» EXERCISE AIM
When you reach the records below, output every one exactly as written but leave out any pictures.
============================================================
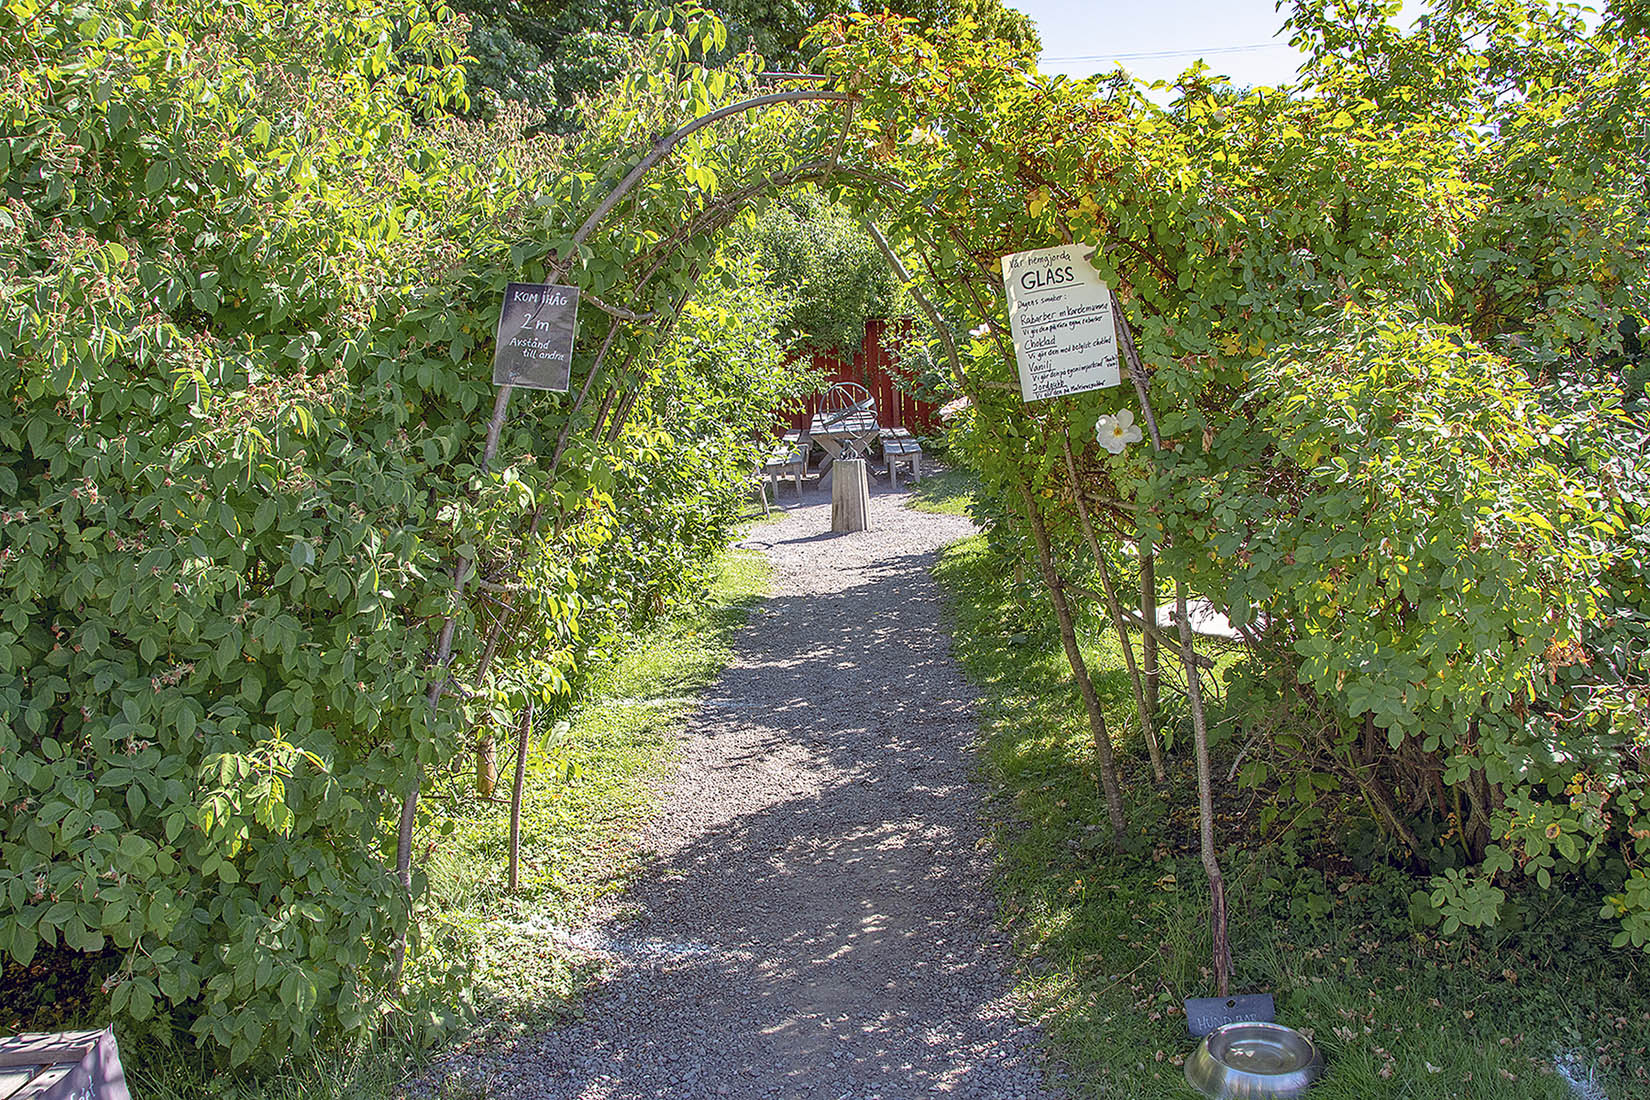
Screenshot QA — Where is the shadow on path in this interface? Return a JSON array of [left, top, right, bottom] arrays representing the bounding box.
[[436, 481, 1062, 1100]]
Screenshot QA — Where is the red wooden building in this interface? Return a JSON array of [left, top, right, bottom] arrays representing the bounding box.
[[779, 319, 942, 437]]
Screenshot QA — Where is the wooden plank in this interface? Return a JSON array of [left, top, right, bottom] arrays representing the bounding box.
[[0, 1066, 44, 1100], [0, 1033, 101, 1069], [12, 1064, 75, 1100], [886, 446, 921, 486]]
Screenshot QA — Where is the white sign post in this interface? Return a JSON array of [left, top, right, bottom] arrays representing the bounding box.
[[1001, 243, 1120, 402]]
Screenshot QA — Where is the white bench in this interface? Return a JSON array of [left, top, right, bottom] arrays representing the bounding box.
[[880, 429, 923, 485]]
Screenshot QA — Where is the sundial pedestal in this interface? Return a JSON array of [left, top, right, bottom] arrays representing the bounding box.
[[831, 458, 870, 533]]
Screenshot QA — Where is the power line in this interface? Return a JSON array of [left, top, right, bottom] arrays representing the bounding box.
[[1042, 42, 1295, 63]]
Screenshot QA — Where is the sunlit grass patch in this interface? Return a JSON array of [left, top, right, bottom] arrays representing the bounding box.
[[905, 465, 978, 516], [423, 548, 769, 1030], [935, 535, 1649, 1100]]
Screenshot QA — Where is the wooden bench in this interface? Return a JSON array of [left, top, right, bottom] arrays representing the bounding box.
[[880, 428, 923, 485], [762, 439, 809, 501]]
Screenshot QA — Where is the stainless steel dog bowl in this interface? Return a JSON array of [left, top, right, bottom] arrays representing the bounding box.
[[1185, 1021, 1323, 1098]]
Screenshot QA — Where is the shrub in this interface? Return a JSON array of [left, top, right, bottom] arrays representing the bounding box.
[[1168, 308, 1649, 941], [0, 0, 810, 1062]]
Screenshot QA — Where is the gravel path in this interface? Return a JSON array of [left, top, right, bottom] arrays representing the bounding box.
[[441, 477, 1063, 1100]]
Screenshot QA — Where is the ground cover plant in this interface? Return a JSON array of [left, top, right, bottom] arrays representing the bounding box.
[[415, 548, 767, 1034], [935, 533, 1650, 1098], [121, 546, 764, 1100]]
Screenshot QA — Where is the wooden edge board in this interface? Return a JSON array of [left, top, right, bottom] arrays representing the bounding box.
[[0, 1032, 103, 1069], [10, 1065, 72, 1100]]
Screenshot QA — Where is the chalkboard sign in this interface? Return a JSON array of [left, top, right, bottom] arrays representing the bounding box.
[[491, 281, 580, 392], [0, 1027, 131, 1100], [1000, 243, 1121, 402], [1185, 993, 1276, 1037]]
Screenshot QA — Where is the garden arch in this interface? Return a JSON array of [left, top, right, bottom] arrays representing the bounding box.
[[405, 57, 1234, 992], [10, 3, 1640, 1060], [407, 2, 1650, 996]]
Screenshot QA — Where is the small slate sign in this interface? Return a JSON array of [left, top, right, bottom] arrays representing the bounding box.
[[491, 281, 580, 392], [0, 1027, 132, 1100], [1185, 993, 1276, 1037]]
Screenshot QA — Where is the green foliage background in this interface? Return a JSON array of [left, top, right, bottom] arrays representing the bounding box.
[[0, 0, 815, 1063], [453, 0, 1038, 132], [739, 187, 903, 355], [809, 0, 1649, 955]]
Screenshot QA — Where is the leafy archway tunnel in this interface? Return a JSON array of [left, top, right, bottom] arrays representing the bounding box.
[[3, 0, 1645, 1070]]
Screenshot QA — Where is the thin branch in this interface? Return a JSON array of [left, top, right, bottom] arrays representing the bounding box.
[[556, 89, 856, 276], [1060, 430, 1166, 784], [1059, 579, 1217, 669], [1112, 285, 1231, 996], [1019, 483, 1130, 836], [820, 96, 857, 192], [861, 220, 969, 394], [546, 320, 623, 478], [583, 292, 658, 323], [1113, 287, 1164, 450]]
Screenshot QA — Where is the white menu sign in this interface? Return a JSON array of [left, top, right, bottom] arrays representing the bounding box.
[[1001, 244, 1120, 402]]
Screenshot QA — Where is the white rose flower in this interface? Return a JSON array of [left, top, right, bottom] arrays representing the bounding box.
[[1096, 408, 1143, 454]]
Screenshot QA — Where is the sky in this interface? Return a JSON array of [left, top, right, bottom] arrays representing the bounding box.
[[1012, 0, 1314, 88]]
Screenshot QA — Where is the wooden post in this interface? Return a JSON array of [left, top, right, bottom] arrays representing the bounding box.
[[395, 382, 514, 984], [507, 699, 533, 892], [1141, 550, 1160, 722], [1019, 483, 1129, 838], [1059, 431, 1166, 785], [831, 458, 871, 533], [1113, 288, 1231, 997]]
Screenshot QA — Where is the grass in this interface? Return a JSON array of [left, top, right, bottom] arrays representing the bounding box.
[[905, 465, 978, 516], [416, 547, 769, 1030], [932, 534, 1650, 1100], [135, 547, 769, 1100]]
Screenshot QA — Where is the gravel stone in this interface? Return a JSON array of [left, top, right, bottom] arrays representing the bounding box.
[[424, 477, 1063, 1099]]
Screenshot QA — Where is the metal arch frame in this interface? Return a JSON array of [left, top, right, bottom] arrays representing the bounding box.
[[396, 84, 864, 982], [398, 76, 1234, 995]]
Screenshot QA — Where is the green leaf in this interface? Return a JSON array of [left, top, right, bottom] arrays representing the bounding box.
[[10, 926, 37, 967]]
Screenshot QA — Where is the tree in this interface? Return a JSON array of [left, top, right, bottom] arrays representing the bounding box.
[[455, 0, 1039, 132], [802, 0, 1649, 973], [0, 0, 831, 1062], [739, 187, 905, 355]]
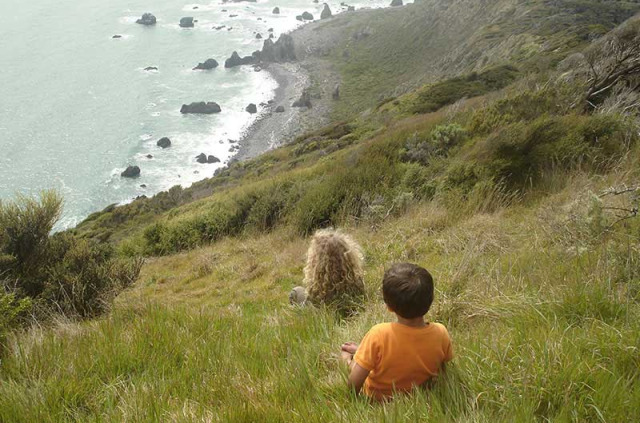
============================================================
» ANSWER BOX
Screenshot QA — Where is the shadow on path in this interface? Return a JSON array of [left, top, right, bottom] arrays representing the bounding box.
[[436, 481, 1062, 1100]]
Screenshot QA — Where is the red wooden building in this interface? Return a JSON array of [left, top, right, bottom] arrays representing the bounding box.
[[779, 319, 942, 437]]
Screenshot QA — Where is the wooden plank in this interface? Return a JSON array of [left, top, right, bottom] arrays representing the bounding box.
[[0, 1066, 44, 1100], [0, 1033, 101, 1069], [12, 1064, 75, 1100], [886, 446, 921, 486]]
Screenshot QA — Where is the white sign post in this interface? Return a JSON array of [left, top, right, bottom] arrays representing the bounding box.
[[1001, 243, 1120, 402]]
Screenshot QA — Where is the white bench in this interface? Return a JSON array of [left, top, right, bottom] arrays representing the bounding box.
[[880, 429, 923, 485]]
Screenshot QA — Where is the sundial pedestal in this interface? Return a JSON array of [left, top, right, bottom] arrays representing the bounding box.
[[831, 458, 870, 533]]
Screenshot QA — Where is the power line in this interface? Return a JSON array of [left, top, right, bottom] arrays representing the bounding box.
[[1042, 42, 1295, 63]]
Screenshot QA — Where is the sunlit grass patch in this interface? Return a JSON array of [left, top, right, bottom] arrays representing the bounding box.
[[905, 465, 978, 516], [423, 548, 769, 1030], [935, 535, 1649, 1100]]
Screenshot QA — Where is the wooden bench in this interface? Return a JSON array of [left, top, right, bottom] arrays representing the bounding box.
[[880, 428, 923, 485], [762, 439, 809, 501]]
Screenshot QA — Where is the stainless steel dog bowl in this interface? Return a JSON array of [left, top, right, bottom] arrays representing the bounding box.
[[1185, 1021, 1323, 1098]]
Screenshot QA — Where is the shrub in this interface? Return a JSON array of [left, top, right, bottom] arrays representing the bounding box.
[[1168, 308, 1649, 941], [0, 0, 810, 1062]]
Screenshot QA — Where is the gravel path in this interface? Return a JSON array of [left, top, right, bottom] arrays representing the bounding box.
[[441, 477, 1063, 1100]]
Screenshot QA — Where is the ground cover plant in this interface? Return a JSON array of [left, top, right, bottom] arrays representing the bounding box.
[[415, 548, 767, 1034], [935, 533, 1650, 1098], [121, 546, 764, 1100]]
Screenshot QA — Where is the wooden edge board in this interface? Return a JSON array of [left, top, right, bottom] arrays representing the bounding box.
[[0, 1032, 103, 1069], [10, 1065, 72, 1100]]
Screenshot QA — Where is the chalkboard sign in this interface? Return a JSON array of [left, top, right, bottom] arrays representing the bounding box.
[[491, 281, 580, 392], [0, 1027, 131, 1100], [1000, 243, 1121, 402], [1185, 993, 1276, 1037]]
Screenshot QA — Where is the garden arch in this interface? Return a JSON array of [left, top, right, bottom] arrays representing the bounding box.
[[405, 57, 1234, 992], [10, 3, 1640, 1060], [407, 2, 1650, 996]]
Screenshot QA — Where is the small slate sign in this interface? Return a JSON array of [left, top, right, bottom] arrays representing the bounding box.
[[491, 281, 580, 392], [0, 1027, 132, 1100], [1185, 993, 1276, 1037]]
Screenshot QA — Where is the green foliage background in this interface? Return a JSON array of [left, top, right, bottom] arrays representing the bounding box.
[[0, 0, 815, 1063], [453, 0, 1038, 132], [739, 187, 903, 355], [809, 0, 1649, 955]]
Screenshot QA — Where is the leafy archway tunnel in this interface? Return a JSON array of [left, top, right, bottom] arrays representing the bounding box.
[[3, 0, 1645, 1070]]
Screenshot QA — Where is the thin branch in this interface? Return a JSON array of [left, top, right, bottom] arrays representing the bounding box.
[[556, 89, 856, 276], [1060, 430, 1166, 784], [1059, 579, 1217, 669], [1112, 285, 1231, 996], [1019, 483, 1130, 836], [820, 96, 857, 192], [861, 220, 969, 394], [546, 320, 623, 478], [583, 292, 658, 323], [1113, 287, 1164, 450]]
Screenshot QA — Where is the white menu sign in this interface? Return a JSON array of [left, top, right, bottom] arrays representing the bounding box.
[[1001, 244, 1120, 402]]
Screenshot QA — Where is the white rose flower in this interface? Return a JSON array of [left, top, right, bottom] arrays representing the bounding box.
[[1096, 408, 1143, 454]]
Screenshot QA — Where is the sky in this interface? Return a JSON array of [left, top, right, bottom] arrays representing the bounding box.
[[1012, 0, 1314, 88]]
Screenshot QA — Where is the wooden post in this interface? Return a JSON array of [left, top, right, bottom] arrays representing the bounding box.
[[395, 382, 514, 984], [507, 699, 533, 892], [1141, 550, 1160, 722], [1019, 483, 1129, 838], [1059, 431, 1166, 785], [831, 458, 871, 533], [1113, 288, 1231, 997]]
Screenshot QA — Where is the grass in this interface? Return a JSON array of [left, top, right, bottom] arrays representing the bounding box.
[[905, 465, 978, 516], [416, 547, 769, 1030], [932, 534, 1650, 1100], [135, 547, 769, 1100]]
Screenshot QA — Where is the gravel stone in this interface? Return a JSON array of [left, top, right, bottom] arrays representing the bounding box.
[[424, 477, 1063, 1099]]
Screenshot QA — Where is the metal arch frame in this interface? Return a JSON array of [left, top, right, bottom] arrays representing the bounding box.
[[396, 84, 864, 982], [398, 76, 1234, 995]]
Screenshot QA — Where is the green leaf in this interface? Return a JSON array of [left, top, right, bottom] arrays representing the bounding box.
[[10, 926, 37, 967]]
Screenshot QA — Where is the tree in this interface? Return a JSON array of [left, top, right, bottom] arrays representing the bounding box.
[[455, 0, 1039, 132], [802, 0, 1649, 973], [0, 0, 831, 1062], [739, 187, 905, 355]]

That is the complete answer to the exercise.